# start of Task data

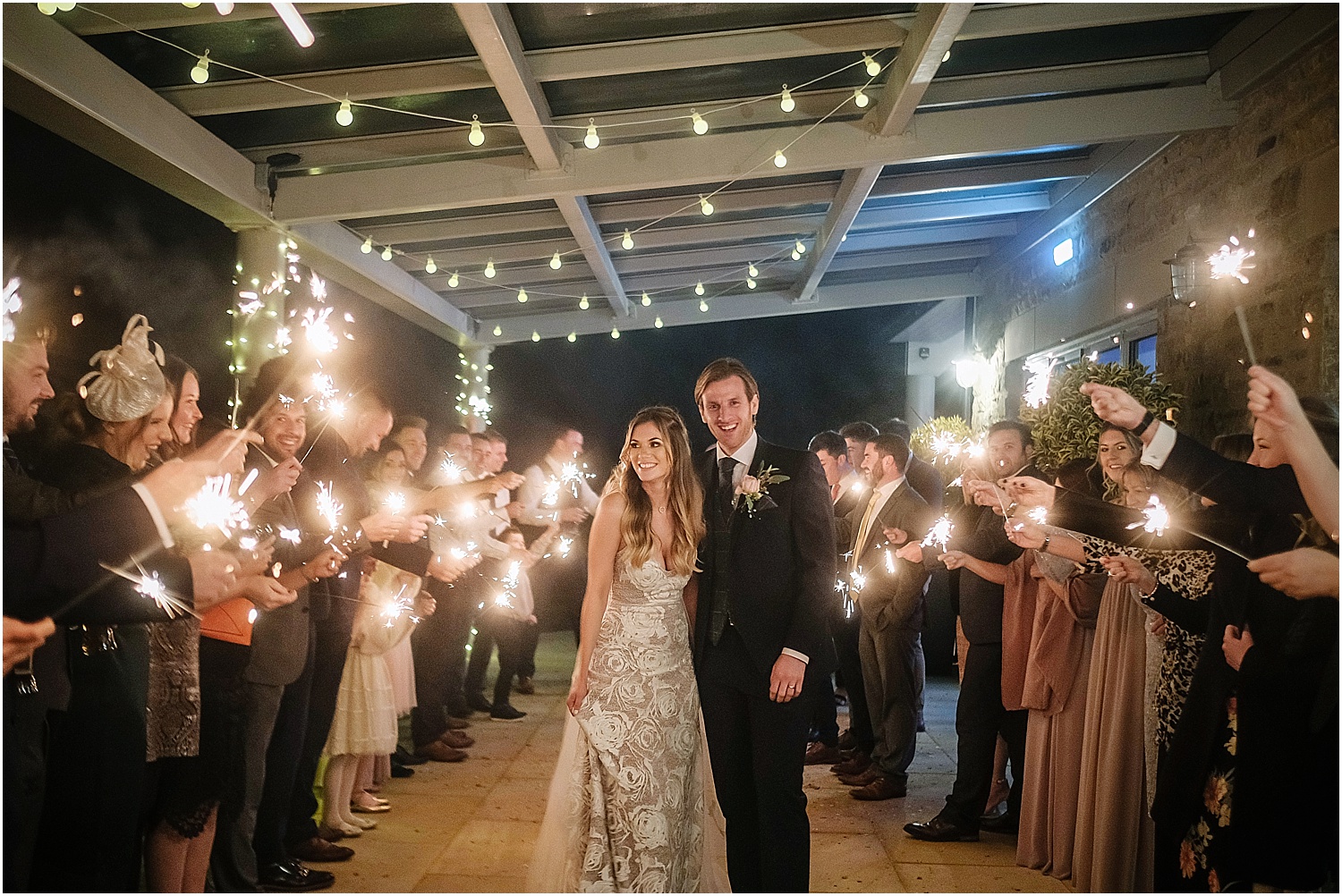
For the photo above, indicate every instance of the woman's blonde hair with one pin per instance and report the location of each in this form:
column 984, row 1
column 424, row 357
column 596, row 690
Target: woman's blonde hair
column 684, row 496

# end of Task data
# start of Task data

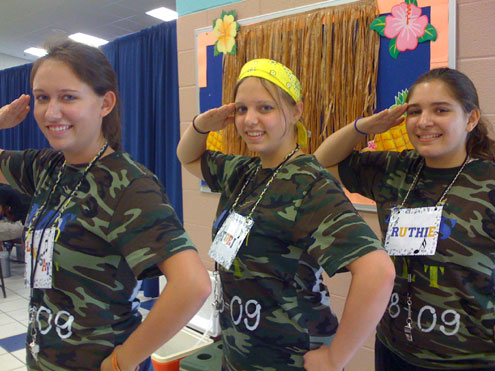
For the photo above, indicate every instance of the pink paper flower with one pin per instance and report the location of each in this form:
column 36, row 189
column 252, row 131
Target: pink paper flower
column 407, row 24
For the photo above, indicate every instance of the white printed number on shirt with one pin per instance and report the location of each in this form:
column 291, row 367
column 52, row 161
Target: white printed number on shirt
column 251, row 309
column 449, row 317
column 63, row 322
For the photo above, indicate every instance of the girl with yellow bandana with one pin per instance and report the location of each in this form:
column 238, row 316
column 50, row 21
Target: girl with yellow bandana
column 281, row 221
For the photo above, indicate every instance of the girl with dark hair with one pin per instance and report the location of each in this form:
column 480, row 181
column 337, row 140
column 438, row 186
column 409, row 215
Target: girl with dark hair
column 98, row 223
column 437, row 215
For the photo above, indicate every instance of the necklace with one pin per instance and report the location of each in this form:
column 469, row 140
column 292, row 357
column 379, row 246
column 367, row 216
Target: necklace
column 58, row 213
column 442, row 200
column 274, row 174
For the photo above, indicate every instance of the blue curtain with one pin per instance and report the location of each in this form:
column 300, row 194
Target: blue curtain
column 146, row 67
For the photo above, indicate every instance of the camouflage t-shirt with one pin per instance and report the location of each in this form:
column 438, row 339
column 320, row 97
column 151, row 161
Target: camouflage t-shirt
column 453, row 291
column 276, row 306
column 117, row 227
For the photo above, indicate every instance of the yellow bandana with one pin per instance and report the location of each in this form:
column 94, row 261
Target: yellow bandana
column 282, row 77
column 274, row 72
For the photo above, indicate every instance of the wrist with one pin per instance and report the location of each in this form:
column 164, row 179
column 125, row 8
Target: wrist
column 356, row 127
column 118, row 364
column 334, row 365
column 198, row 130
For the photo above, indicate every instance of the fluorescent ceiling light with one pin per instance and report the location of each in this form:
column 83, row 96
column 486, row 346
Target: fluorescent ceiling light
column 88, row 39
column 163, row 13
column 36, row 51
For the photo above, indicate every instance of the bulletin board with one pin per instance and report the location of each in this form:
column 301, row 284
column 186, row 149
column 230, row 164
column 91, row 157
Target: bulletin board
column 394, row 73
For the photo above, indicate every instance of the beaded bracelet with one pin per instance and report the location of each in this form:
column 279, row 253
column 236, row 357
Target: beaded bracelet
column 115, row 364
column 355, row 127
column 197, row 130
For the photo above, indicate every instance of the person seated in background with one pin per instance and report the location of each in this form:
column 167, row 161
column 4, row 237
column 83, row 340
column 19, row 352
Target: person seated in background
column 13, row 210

# end of Task data

* Work to complete:
From the listing, reproduce word for word the stretch from the line containing "the girl with yellow" through the line containing "column 437, row 215", with both of those lines included.

* Exercise solution:
For the photo above, indicate every instance of the girl with yellow bandana with one pin per instance and report the location of each in this form:
column 238, row 316
column 50, row 21
Target: girl with yellow bandana
column 281, row 221
For the photo above, indicate every instance of the girl with dark hair with one pin per instance and report the location of each in this form:
column 480, row 181
column 337, row 140
column 438, row 186
column 409, row 215
Target: girl with dark hair
column 98, row 223
column 437, row 215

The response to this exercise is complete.